[Aim] Write out only the tail of the records, beginning at the line containing "Rapid-fire round! Name the bounding box of the dock" and including the last line, exactly as written.

[Data supplied]

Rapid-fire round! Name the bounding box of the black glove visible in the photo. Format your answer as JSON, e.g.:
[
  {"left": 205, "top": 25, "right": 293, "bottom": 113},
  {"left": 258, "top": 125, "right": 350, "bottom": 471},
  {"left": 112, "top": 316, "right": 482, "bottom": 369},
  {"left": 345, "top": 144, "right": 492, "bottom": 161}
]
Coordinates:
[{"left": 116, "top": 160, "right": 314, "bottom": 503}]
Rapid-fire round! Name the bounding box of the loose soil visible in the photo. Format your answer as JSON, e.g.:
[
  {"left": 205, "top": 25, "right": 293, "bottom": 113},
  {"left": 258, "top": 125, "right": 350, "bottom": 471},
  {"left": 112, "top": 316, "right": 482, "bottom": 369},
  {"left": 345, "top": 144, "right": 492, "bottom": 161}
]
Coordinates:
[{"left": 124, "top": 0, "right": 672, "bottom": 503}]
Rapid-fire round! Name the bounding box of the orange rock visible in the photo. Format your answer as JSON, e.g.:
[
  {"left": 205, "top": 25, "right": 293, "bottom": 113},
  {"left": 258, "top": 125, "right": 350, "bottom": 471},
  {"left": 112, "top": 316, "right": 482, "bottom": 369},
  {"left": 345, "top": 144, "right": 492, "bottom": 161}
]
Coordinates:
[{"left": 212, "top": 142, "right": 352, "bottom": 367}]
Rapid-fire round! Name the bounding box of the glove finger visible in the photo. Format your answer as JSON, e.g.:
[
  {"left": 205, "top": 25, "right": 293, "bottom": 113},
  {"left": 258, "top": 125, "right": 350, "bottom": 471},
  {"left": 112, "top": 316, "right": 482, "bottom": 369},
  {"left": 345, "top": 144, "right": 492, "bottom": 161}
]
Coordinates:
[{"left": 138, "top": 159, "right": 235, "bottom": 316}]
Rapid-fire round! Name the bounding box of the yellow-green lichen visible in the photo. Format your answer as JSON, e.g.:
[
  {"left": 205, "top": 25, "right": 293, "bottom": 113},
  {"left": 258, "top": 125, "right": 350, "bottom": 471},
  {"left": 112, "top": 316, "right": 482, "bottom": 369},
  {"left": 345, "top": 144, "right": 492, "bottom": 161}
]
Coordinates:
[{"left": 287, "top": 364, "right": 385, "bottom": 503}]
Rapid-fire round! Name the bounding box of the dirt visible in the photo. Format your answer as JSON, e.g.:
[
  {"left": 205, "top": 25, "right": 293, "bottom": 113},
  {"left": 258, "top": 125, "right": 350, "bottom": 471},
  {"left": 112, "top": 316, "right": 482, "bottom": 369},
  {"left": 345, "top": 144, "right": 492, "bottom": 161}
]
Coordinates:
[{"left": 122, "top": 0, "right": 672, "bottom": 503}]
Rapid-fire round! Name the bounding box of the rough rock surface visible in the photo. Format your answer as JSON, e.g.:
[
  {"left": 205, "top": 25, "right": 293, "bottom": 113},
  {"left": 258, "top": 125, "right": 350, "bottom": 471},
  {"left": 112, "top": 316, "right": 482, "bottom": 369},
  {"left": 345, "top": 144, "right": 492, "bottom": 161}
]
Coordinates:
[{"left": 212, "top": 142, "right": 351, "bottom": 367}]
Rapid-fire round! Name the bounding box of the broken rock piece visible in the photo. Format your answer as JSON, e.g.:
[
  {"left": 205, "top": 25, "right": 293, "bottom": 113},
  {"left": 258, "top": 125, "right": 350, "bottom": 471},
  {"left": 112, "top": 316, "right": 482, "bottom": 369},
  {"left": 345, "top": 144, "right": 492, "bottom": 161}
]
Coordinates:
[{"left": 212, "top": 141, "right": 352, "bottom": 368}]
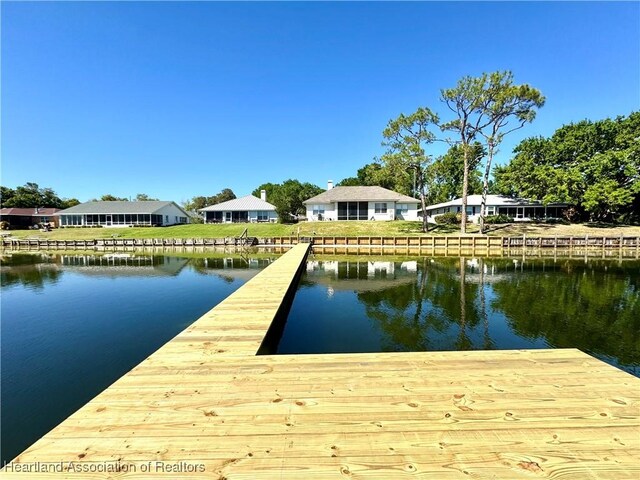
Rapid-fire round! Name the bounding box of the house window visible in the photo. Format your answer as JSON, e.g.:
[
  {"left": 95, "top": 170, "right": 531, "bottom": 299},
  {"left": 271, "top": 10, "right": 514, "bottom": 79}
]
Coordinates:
[
  {"left": 376, "top": 203, "right": 387, "bottom": 213},
  {"left": 338, "top": 202, "right": 369, "bottom": 220}
]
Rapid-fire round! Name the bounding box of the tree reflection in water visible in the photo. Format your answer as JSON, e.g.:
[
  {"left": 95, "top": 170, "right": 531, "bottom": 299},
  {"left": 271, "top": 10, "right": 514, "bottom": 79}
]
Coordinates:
[{"left": 285, "top": 257, "right": 640, "bottom": 373}]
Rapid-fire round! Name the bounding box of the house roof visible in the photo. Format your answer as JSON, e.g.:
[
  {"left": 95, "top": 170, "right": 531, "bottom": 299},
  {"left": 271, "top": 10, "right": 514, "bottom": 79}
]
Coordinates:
[
  {"left": 56, "top": 200, "right": 188, "bottom": 216},
  {"left": 302, "top": 187, "right": 420, "bottom": 205},
  {"left": 427, "top": 195, "right": 568, "bottom": 210},
  {"left": 0, "top": 207, "right": 60, "bottom": 217},
  {"left": 199, "top": 195, "right": 276, "bottom": 212}
]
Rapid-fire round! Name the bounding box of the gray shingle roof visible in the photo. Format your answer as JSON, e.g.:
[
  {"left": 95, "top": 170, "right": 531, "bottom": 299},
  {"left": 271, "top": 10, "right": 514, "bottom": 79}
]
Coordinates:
[
  {"left": 302, "top": 187, "right": 420, "bottom": 205},
  {"left": 427, "top": 195, "right": 567, "bottom": 210},
  {"left": 56, "top": 200, "right": 187, "bottom": 216},
  {"left": 199, "top": 195, "right": 276, "bottom": 212}
]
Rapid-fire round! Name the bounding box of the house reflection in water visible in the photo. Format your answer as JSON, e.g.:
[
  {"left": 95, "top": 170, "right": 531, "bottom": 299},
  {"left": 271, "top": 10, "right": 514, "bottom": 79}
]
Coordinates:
[{"left": 303, "top": 260, "right": 418, "bottom": 296}]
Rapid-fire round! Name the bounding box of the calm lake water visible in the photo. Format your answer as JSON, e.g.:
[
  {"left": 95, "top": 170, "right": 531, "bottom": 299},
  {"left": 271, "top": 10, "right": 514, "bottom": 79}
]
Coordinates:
[
  {"left": 0, "top": 254, "right": 275, "bottom": 464},
  {"left": 0, "top": 254, "right": 640, "bottom": 462},
  {"left": 277, "top": 258, "right": 640, "bottom": 376}
]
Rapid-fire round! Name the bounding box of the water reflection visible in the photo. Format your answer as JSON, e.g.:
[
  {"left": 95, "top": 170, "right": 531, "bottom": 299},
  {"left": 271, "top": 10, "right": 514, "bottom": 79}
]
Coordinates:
[
  {"left": 278, "top": 257, "right": 640, "bottom": 375},
  {"left": 0, "top": 251, "right": 277, "bottom": 464},
  {"left": 0, "top": 253, "right": 276, "bottom": 290}
]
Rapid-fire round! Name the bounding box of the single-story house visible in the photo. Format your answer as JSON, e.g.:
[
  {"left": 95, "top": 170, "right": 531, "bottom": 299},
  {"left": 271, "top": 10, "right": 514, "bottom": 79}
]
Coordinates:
[
  {"left": 56, "top": 200, "right": 188, "bottom": 227},
  {"left": 0, "top": 207, "right": 60, "bottom": 228},
  {"left": 420, "top": 195, "right": 569, "bottom": 223},
  {"left": 199, "top": 190, "right": 278, "bottom": 223},
  {"left": 302, "top": 181, "right": 420, "bottom": 221}
]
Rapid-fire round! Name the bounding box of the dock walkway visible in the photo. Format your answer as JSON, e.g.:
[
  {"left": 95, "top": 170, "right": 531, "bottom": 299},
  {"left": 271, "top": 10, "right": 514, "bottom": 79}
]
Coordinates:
[{"left": 0, "top": 245, "right": 640, "bottom": 480}]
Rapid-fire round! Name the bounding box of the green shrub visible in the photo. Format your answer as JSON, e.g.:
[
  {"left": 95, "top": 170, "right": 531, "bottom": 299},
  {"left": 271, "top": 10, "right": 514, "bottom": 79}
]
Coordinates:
[
  {"left": 484, "top": 213, "right": 513, "bottom": 224},
  {"left": 435, "top": 212, "right": 462, "bottom": 225}
]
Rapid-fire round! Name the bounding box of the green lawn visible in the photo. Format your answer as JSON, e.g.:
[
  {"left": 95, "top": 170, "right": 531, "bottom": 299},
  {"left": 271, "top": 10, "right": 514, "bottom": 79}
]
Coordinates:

[Expected answer]
Rapid-fire round! Name the bounding box of the dock walkway visible in the photo. Format your answer as JSON, e.g.:
[
  {"left": 95, "top": 170, "right": 531, "bottom": 299},
  {"left": 271, "top": 10, "right": 514, "bottom": 79}
]
Coordinates:
[{"left": 0, "top": 245, "right": 640, "bottom": 480}]
Rapid-fire round! Name the bounding box of the green shrub visible in the photo. Format your answer as JSON, e.g.:
[
  {"left": 95, "top": 170, "right": 531, "bottom": 299},
  {"left": 271, "top": 10, "right": 514, "bottom": 79}
]
Coordinates:
[
  {"left": 484, "top": 213, "right": 513, "bottom": 224},
  {"left": 435, "top": 212, "right": 462, "bottom": 225}
]
Rapid-fire round! Name the bounding box of the green lawn visible in the photo. Format your answer as JSON, e.g.:
[
  {"left": 95, "top": 170, "right": 531, "bottom": 299},
  {"left": 271, "top": 10, "right": 514, "bottom": 79}
]
Coordinates:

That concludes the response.